Le Conseil électoral permanent -- CEP

  • Article 208. Sa composition laisse beaucoup de vides et espaces de manipulation : un représentant de la diaspora … qui se trouve dans plusieurs pays à travers le monde ? D’autres noms sont proposés par la société civile organisée de chaque département …

La diaspora dispose d’un (1) représentant au CEP. Comment organiser une diaspora ?

L’article 208 parle de la société civile « organisée » … C’est quoi en réalité ?

Le Pouvoir législatif

  • Abolition du sénat / tous les députés pour 5 ans / élus dans un tour de scrutin unique.
  • La question se pose si l’Assemblée nationale, comme on appellerait le parlement, pourra fonctionner comme un vrai contre-pouvoir en face d’un président qui détient tout pouvoir comme il est prévu dans le projet.

Le tour unique (avec la simple majorité) ne peut donner une forte légitimité aux élus … vu la multitude de candidats qui se présentent à chaque niveau. Un député pourra facilement être élu avec quelques centaines, voire dizaines, de voix.

Les Collectivités

  • Le projet de Constitution n’en parle presque pas. On prévoit un seul magistrat dans une commune.
  • Article 246. Il y a le délégué (dans le département) et vice-délégué (dans chaque arrondissement), nommés par le président qui dirigent les services déconcentrés.
  • Il n’y a plus d’assemblées territoriales qui constituaient pourtant le nœud de la démocratie locale, parce qu’une assemblée est un lieu d’échange et de délibération, essentiel à la participation. Quelle est la participation effective de la population locale à la vie de la collectivité ? Exemple : Les assemblées participaient (1987) au choix des juges et au choix des candidats pour le CEP ; les collectivités formaient la condition de participation et de décentralisation. Elles connaissent les réalités vécues, parce que plus proches des paysans et des habitants des quartiers. Si la population se montrait très intéressée à cette structure, les autorités n’y croyaient pas, parce que les assemblées diminuaient leur propre pouvoir.

 

Quelques conclusions

Cette étude soulève quelques points seulement ; mais d’autres points mériteraient l’attention.

Une Constitution n’est pas une loi ordinaire, il y a des procédures à suivre pour sa rédaction et pour son amendement. Elle a une fonction juridique, une fonction politique, parce qu’elle organise le pouvoir politique dans le pays.

Entrées issues d'un jeu de données
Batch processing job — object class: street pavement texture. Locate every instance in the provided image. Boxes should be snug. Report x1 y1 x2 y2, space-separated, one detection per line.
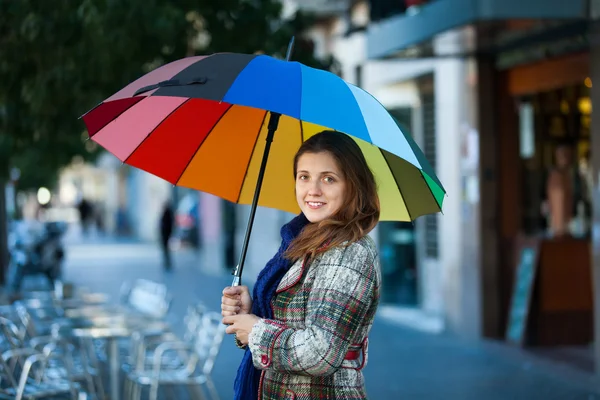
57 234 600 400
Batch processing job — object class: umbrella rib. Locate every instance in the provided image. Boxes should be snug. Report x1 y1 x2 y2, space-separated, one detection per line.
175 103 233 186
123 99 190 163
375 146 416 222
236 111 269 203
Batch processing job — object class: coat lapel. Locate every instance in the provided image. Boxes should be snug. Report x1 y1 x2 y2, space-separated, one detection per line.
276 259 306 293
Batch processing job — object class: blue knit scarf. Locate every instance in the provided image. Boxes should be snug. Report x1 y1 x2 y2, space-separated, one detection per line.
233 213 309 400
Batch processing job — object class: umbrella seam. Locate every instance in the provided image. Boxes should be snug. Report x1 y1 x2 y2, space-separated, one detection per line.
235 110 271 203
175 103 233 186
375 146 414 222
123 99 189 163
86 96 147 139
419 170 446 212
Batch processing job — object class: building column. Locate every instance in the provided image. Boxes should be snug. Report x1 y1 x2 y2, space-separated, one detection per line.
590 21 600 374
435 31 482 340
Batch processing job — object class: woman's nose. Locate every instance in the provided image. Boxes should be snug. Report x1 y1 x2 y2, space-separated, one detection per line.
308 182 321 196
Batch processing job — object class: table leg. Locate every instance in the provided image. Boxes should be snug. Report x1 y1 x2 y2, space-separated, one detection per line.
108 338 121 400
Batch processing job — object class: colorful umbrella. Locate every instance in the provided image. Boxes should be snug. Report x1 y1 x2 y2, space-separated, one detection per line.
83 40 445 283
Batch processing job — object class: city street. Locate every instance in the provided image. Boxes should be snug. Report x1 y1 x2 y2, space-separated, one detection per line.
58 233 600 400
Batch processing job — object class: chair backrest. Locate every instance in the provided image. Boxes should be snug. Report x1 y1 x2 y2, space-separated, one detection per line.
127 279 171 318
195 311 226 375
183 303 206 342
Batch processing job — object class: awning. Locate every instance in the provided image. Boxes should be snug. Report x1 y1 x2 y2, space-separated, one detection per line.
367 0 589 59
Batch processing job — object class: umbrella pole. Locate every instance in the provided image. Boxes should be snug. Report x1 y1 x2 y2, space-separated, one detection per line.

* * *

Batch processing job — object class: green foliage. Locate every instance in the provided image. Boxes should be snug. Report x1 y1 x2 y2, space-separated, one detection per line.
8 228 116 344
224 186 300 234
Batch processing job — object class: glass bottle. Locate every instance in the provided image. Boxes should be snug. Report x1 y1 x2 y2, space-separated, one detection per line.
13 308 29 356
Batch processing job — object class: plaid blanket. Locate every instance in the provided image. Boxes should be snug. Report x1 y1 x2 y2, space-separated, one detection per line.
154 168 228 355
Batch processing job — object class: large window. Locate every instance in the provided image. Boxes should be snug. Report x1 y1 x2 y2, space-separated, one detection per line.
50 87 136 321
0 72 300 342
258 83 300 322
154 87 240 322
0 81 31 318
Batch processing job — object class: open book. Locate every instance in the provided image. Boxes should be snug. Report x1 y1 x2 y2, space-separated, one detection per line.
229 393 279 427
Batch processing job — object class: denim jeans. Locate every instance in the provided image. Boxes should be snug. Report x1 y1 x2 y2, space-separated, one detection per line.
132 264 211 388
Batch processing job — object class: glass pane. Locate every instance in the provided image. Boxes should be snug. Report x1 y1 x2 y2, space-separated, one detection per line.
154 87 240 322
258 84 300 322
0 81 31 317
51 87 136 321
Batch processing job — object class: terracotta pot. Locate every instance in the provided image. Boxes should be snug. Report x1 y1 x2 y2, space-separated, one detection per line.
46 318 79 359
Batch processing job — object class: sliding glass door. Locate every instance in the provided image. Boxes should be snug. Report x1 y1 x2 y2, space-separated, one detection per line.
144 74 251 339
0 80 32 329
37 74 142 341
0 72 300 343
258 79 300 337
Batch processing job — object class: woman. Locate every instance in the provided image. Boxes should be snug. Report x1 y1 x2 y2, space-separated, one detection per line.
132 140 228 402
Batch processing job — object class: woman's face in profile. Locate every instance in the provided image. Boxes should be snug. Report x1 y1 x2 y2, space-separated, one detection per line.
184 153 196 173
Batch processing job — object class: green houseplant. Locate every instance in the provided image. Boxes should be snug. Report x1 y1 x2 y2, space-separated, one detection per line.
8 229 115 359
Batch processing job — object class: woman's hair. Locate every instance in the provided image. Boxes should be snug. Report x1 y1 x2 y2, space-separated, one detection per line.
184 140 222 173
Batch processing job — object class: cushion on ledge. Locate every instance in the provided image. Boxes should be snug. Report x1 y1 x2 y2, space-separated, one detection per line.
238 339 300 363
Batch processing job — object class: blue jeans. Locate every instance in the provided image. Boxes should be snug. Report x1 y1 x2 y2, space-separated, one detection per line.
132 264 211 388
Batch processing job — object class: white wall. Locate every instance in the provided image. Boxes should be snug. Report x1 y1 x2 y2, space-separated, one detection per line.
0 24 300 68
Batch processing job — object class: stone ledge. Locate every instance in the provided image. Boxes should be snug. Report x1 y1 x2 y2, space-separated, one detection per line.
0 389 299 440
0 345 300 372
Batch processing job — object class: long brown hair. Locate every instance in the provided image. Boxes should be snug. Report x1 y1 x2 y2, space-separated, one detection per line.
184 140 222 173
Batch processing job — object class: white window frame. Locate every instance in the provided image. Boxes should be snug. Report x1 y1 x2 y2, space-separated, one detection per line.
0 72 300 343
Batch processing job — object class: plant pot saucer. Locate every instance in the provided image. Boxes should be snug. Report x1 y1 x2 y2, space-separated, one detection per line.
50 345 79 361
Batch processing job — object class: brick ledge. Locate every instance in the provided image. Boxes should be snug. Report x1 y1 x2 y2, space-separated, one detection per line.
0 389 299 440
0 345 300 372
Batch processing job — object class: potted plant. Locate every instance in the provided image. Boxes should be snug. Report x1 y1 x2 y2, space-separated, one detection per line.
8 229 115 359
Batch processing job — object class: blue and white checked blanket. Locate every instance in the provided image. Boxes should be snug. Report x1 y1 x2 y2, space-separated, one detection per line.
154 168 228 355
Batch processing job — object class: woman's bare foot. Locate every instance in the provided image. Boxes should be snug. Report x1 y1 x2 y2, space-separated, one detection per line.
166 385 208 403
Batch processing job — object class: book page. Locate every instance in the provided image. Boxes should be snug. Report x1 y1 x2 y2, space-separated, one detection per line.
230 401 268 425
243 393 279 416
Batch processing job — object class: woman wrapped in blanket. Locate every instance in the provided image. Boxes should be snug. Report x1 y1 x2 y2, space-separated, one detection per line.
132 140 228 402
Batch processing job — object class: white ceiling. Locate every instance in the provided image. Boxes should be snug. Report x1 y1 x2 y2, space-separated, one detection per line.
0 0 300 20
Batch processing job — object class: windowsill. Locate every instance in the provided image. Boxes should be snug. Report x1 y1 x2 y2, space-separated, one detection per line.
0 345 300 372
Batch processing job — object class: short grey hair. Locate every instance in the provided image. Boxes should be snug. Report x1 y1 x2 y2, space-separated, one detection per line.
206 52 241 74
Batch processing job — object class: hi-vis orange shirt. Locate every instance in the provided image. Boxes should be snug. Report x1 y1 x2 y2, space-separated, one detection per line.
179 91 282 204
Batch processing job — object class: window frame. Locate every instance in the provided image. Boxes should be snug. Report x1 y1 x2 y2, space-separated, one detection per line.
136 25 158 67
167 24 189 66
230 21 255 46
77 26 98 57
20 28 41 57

---

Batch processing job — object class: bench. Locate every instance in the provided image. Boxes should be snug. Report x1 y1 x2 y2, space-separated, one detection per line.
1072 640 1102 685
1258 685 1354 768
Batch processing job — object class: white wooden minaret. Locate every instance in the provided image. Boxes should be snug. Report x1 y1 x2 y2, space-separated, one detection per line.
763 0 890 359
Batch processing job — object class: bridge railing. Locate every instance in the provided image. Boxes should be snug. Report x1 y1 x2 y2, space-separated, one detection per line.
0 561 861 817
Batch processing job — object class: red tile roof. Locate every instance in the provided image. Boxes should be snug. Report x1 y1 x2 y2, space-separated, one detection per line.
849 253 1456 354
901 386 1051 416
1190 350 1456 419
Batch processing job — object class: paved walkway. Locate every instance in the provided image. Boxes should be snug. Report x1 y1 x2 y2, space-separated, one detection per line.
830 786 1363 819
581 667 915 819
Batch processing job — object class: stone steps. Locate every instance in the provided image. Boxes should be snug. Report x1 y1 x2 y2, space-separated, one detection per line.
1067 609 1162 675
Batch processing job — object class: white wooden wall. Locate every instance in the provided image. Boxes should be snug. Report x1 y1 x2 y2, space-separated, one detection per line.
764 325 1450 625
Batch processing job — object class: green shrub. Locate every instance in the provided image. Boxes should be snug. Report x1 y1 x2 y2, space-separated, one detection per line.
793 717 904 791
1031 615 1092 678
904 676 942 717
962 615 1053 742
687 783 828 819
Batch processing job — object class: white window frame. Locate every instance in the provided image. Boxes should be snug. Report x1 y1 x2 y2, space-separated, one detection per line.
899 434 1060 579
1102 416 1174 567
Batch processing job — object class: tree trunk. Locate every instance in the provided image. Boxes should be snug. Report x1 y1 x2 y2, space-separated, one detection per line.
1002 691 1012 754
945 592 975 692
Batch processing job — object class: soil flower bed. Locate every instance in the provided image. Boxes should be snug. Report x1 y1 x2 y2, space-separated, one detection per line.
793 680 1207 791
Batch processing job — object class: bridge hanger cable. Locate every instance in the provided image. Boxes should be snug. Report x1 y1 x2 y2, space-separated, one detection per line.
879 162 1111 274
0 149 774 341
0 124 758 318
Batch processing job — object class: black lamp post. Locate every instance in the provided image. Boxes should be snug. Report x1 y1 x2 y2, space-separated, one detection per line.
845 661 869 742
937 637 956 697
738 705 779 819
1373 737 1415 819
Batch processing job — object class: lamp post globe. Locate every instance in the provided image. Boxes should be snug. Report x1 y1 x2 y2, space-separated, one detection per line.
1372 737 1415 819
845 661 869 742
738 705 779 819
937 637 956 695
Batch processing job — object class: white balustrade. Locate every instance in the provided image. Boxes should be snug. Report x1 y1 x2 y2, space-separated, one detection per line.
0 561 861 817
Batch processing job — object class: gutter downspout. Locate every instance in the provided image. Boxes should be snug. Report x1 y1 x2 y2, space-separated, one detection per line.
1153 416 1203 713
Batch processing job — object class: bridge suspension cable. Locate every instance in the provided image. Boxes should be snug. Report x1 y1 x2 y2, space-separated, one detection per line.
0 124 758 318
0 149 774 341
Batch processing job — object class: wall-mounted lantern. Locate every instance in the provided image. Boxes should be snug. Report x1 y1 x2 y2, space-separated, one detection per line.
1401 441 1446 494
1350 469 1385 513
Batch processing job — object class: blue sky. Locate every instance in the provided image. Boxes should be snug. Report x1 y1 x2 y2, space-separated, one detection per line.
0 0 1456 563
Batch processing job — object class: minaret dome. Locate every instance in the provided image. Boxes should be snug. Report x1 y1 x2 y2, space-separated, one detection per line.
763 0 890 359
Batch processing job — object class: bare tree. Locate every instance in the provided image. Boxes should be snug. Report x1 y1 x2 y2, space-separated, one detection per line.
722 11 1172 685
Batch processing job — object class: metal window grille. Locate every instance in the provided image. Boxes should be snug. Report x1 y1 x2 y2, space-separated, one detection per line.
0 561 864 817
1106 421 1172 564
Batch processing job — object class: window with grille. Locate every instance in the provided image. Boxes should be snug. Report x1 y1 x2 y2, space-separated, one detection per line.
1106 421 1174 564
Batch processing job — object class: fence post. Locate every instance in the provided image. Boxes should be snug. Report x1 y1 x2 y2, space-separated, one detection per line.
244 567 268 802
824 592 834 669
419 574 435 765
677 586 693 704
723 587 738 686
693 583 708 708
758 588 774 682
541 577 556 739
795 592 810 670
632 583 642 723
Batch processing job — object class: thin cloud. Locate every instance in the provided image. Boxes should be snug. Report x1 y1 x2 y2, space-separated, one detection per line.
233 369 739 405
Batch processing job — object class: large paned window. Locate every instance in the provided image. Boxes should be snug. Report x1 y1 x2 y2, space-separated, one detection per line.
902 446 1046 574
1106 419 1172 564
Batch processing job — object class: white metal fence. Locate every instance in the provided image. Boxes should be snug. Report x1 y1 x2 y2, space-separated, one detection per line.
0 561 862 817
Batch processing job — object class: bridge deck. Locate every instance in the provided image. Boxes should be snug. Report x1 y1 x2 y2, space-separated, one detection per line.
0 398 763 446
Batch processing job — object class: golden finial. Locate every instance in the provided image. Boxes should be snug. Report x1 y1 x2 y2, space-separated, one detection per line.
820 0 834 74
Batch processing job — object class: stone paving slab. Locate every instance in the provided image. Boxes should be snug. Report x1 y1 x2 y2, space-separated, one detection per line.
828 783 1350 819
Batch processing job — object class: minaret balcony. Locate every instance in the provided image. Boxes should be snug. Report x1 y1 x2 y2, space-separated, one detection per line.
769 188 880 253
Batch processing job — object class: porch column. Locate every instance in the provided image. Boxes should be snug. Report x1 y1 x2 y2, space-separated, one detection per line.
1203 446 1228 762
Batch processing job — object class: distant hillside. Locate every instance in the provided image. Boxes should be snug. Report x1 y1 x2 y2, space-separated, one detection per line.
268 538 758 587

PARTIES DE L'EXERCICE:
(A) Traduisez en anglais cette phrase de l'extrait sur le projet de Constitution : « Un député pourra facilement être élu avec quelques centaines, voire dizaines, de voix. »
(B) Prolongez l'extrait sur le projet de Constitution à partir de sa dernière phrase.
Ces enregistrements proviennent d'une autre source que l'extrait.

RÉPONSES DANS L'ORDRE:
(A) A deputy could easily be elected with a few hundred, or even a few dozen, votes.

(B)
Le projet élimine le premier ministre pour renforcer la fonction présidentielle et pour concentrer davantage de pouvoir de décision entre ses mains. Les mécanismes ou institutions de consultation et de contrôle lors des nominations cruciales sont très affaiblis, sinon éliminés. Le vice-président est un figurant sans rôle particulier.

Le pays se trouve en pleine demande de lutte contre l’impunité ; le projet de Constitution ne renforce pas le cadre de cette lutte, au contraire, il l’affaiblit : voir ce qui est prévu pour le président et les ministres en termes de « rendre compte ». Voir également la façon dont les organes de lutte contre la corruption sont affaiblis, comme la Cour Supérieure des comptes.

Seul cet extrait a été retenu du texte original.